**Fragmento para leer**
==================================================

Esta noche, damas y caballeros, desde los rincones más remotos del mundo donde las artes oscuras aun viven les presento al hombre que ha desvelado estos misterios. Para demostrar cómo las leyes de la naturaleza pueden ser alteradas. Esta noche les presento a... Leo Messi. Algo así debía pensar el speaker del Camp Nou segundos antes de que Angelo Boonman alzase al cielo estrellado de la noche barcelonesa una tablilla con el número '10' en un verde esperanza, en un verde que promulgaba una palabra: ilusión. Un pequeño argentino que apenas alcanza el metro setenta de estatura y que es mundialmente conocido por su irrevocable calidad futbolística se proponía a realizar uno de sus actos más arriesgados en su ya dilatada carrera deportiva, pese a su temprana edad. Dicen que las grandes esencias se guardan en frascos pequeños y la actual época dorada del barcelonismo ha encontrado su máximo exponente en el rosarino.

==================================================

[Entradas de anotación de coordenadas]
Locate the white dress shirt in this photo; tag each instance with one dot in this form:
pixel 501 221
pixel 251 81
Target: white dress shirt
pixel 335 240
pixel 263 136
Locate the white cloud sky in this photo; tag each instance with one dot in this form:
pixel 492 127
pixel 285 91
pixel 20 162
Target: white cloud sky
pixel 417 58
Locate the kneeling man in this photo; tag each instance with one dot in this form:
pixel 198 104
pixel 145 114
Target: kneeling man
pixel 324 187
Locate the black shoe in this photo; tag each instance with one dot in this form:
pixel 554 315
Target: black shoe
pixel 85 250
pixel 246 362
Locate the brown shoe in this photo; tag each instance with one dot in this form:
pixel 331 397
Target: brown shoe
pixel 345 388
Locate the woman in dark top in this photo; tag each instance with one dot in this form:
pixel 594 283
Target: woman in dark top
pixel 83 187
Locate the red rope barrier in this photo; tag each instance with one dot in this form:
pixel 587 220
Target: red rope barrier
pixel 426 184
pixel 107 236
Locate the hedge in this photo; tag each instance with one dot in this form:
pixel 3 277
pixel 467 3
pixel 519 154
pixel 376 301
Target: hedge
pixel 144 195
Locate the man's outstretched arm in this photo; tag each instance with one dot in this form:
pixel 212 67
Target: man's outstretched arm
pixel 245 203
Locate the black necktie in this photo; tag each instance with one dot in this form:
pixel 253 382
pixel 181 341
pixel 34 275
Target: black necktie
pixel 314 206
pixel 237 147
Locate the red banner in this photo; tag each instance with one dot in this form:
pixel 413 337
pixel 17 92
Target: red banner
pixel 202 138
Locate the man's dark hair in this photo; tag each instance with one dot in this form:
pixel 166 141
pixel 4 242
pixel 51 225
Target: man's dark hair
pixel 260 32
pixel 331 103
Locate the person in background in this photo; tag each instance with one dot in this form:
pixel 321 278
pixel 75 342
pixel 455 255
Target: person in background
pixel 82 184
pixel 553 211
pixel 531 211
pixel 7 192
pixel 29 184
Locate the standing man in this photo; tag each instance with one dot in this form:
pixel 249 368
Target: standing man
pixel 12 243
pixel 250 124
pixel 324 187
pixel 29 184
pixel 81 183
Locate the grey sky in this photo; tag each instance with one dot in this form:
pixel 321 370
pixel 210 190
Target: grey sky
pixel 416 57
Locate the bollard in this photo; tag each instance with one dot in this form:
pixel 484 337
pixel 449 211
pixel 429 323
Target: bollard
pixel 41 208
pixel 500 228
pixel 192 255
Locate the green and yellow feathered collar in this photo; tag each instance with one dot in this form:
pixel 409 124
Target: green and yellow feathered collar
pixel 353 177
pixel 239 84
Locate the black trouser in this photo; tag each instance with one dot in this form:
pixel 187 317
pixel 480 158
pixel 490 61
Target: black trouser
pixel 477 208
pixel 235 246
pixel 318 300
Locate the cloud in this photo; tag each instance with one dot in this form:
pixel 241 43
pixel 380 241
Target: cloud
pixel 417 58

==================================================

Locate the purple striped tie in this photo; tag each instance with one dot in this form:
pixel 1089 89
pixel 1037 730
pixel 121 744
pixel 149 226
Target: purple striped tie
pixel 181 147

==================================================

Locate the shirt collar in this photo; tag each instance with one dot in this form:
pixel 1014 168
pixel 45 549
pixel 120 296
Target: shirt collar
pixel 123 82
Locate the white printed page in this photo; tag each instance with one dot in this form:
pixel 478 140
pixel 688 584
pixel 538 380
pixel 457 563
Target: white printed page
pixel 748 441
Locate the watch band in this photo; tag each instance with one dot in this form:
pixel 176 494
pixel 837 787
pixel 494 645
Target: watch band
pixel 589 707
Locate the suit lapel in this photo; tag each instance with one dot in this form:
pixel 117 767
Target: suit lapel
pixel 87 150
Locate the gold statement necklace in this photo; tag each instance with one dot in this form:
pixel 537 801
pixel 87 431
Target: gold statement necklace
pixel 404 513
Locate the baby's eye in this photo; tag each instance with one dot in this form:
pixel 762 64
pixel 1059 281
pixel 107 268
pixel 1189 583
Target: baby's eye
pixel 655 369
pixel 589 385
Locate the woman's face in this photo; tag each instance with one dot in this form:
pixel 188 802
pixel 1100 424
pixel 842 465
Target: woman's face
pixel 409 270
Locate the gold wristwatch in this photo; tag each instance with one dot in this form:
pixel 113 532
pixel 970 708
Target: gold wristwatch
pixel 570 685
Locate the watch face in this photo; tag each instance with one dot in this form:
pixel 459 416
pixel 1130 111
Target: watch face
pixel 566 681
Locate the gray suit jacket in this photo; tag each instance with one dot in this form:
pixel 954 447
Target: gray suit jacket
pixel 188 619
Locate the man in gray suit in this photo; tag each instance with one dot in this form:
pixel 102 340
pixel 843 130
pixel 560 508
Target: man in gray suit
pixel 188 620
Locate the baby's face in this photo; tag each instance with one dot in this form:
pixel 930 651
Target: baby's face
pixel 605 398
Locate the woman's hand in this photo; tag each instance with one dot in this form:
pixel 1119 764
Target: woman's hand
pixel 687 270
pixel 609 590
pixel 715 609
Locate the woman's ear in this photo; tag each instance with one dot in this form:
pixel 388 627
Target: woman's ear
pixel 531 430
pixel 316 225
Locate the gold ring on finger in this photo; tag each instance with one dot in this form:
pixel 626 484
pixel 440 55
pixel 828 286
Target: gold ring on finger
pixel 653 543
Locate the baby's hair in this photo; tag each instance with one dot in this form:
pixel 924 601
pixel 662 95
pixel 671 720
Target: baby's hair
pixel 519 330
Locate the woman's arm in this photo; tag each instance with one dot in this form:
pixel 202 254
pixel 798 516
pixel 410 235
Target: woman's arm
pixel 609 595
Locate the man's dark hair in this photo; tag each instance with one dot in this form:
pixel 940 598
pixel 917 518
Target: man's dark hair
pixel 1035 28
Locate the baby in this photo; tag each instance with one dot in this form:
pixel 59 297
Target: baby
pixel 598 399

==================================================

**Tarea requerida**
¿Puedes proseguir el fragmento sobre Messi en el Camp Nou a partir de su última oración? Los ítems no son necesarios.

**Resultado**
Llegado de uno de los rincones más remotos del mundo como es el barrio de Grandoli en la víspera de la grave debacle económica del país albiceleste acaecida a caballo entre el siglo XX y el siglo XXI. Precisamente y como el film de Neil Burger reza en sus inicios, "donde las artes oscuras aún viven". Porque en medio de la tempestad, en medio de la más absoluta y abultada opacidad futbolística vista en el feudo azulgrana desde hace varios años, aparecía el portador de ilusión. Aquel que durante años ha conseguido desvelar los misterios de un deporte que parecía ya inventado tras el paso de magos del balón y genios del balompié. Ese que no concibe una batalla futbolística sin su concurso para tratar de quebrantar todo aquel hito establecido con anterioridad por aquellos que parecían insuperables, cabalgando con majestuosidad sobre una alfombra verde impregnada del rocío nocturno que tanta gloria le ha dado.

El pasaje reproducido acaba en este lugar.